This kind of behavior towards Hitomi may have stemmed from jealousy. Soubi refers to Hitomi as 'childish', despite her being three years older than he is. Yet he still respectfully calls her "Shinonome-sensei." The only way he degrades her is by her sexuality, possibly because Hitomi has remained a virgin while he lost his ‘ears’ at a much earlier age. In comparison with his extreme dislike of his own teacher figure, Ritsu, Soubi still manages to treat Hitomi as a subordinate, constantly belittling her.
- Misaki Aoyagi (青柳美咲, Aoyagi Misaki)

She is the mother of Seimei and Ritsuka. She has an important influence over her sons. Being emotionally and mentally weak, Misaki has very little grip on reality, and often hallucinates, particularly after certain events in volume 5. She is abusive and violent and blames Ritsuka's personality change for the reason Seimei "left", demanding that she wants her former Ritsuka back when she beats him. To many, she is seen as a monster, but in volume 5, she has inner dialogues of her own, allowing the reader to witness a more human, fragile side to her behavior which she cannot control.
- Yayoi Shioiri (塩入弥生, Shioiri Yayoi)

Yayoi is another classmate of Ritsuka's. He is shown as being socially awkward and with low self-esteem, and feels great jealousy towards Ritsuka. Yayoi admits that he loves Yuiko, but when he confessed to her, he was rejected for being too short. Yuiko claims that she only dates boys taller than her, but the truthfulness of that statement is called into question when it is painfully obvious she loves Ritsuka, who is barely taller than Yayoi.

### ENTRIES PROVIDED

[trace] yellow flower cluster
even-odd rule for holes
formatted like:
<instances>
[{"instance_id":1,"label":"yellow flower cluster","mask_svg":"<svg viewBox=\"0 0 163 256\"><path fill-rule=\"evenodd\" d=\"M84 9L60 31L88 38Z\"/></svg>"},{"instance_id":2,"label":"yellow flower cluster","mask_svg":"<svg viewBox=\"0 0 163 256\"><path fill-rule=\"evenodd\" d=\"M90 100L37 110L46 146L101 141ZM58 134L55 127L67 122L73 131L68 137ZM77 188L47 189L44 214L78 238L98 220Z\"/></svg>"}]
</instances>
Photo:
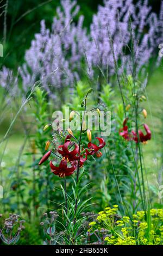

### WORK TO COMPLETE
1. From the character descriptions above, copy word for word the part that begins at "Yayoi is another" and ends after "taller than Yayoi.".
2. According to the character descriptions, why did Yuiko reject Yayoi when he confessed to her?

### TASK RESULTS
1.
Yayoi is another classmate of Ritsuka's. He is shown as being socially awkward and with low self-esteem, and feels great jealousy towards Ritsuka. Yayoi admits that he loves Yuiko, but when he confessed to her, he was rejected for being too short. Yuiko claims that she only dates boys taller than her, but the truthfulness of that statement is called into question when it is painfully obvious she loves Ritsuka, who is barely taller than Yayoi.

2. She rejected him for being too short.